> **Extracted text**
↓

Notes and Observations About the Lifetime Stats

The lifetime annualized failure rate for all the drives listed above is 1.39%. That is the same as last quarter and down from 1.45% one year ago (6/30/2021).

A quick glance down the annualized failure rate (AFR) column identifies the three drives with the highest failure rates:

  • The 8TB HGST (model: HUH728080ALE604) at 6.26%.
  • The Seagate 14TB (model: ST14000NM0138) at 4.86%.
  • The Toshiba 16TB (model: MG08ACA16TA at 3.57%.

What’s common between these three models? The sample size, in our case drive days, is too small, and in these three cases leads to a wide range between the low and high confidence interval values. The wider the gap, the less confident we are about the AFR in the first place.

In the table above, we list all of the models for completeness, but it does make the chart more complex. We like to make things easy, so let’s remove those drive models that have wide confidence intervals and only include drive models that are generally available. We’ll set our parameters as follows: a 95% confidence interval gap of 0.5% or less, a minimum drive days value of one million to ensure we have a large enough sample size, and drive models that are 8TB or more in size. The simplified chart is below.

To summarize, in our environment, we are 95% confident that the AFR listed for each drive model is between the low and high confidence interval values.

Computing the Annualized Failure Rate

We use the term annualized failure rate, or AFR, throughout our Drive Stats reports. Let’s spend a minute to explain how we calculate the AFR value and why we do it the way we do. The formula for a given cohort of drives is:

AFR = ( drive_failures / ( drive_days / 365 )) * 100

Let’s define the terms used:

  • Cohort of drives: The selected set of drives (typically by model) for a given period of time (quarter, annual, lifetime).

↑

> **Rows**
↓

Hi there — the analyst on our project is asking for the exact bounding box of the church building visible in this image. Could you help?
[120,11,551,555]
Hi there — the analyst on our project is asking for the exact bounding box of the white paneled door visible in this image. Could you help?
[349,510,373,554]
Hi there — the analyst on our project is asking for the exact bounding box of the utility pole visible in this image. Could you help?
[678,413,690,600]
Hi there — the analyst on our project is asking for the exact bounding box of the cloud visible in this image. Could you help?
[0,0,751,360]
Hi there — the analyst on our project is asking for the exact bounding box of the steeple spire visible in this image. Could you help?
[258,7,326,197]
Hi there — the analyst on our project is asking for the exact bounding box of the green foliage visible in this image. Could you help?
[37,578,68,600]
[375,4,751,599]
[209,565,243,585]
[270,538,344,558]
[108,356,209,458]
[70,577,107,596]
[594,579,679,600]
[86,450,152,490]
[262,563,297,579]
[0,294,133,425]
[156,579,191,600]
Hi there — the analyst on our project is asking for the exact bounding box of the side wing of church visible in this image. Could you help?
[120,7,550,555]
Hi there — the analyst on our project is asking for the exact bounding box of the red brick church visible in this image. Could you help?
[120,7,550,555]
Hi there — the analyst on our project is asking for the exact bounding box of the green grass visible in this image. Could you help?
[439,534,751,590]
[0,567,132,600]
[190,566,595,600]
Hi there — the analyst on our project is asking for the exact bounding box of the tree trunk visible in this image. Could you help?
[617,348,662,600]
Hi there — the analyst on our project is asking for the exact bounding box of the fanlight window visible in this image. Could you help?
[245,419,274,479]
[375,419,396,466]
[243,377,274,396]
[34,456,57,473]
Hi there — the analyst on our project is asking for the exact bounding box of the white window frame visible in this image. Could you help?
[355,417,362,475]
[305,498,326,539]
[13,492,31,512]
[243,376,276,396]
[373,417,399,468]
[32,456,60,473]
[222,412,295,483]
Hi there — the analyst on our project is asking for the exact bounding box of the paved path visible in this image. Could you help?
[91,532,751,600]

↑

> **Short task**
Answer these from the drive failure statistics text:
1. What is the lifetime annualized failure rate for all the drives listed?
2. What minimum drive days value was set for the simplified chart?
3. In the AFR formula, what number is drive_days divided by?

> **Complete response**
1. 1.39%
2. One million
3. 365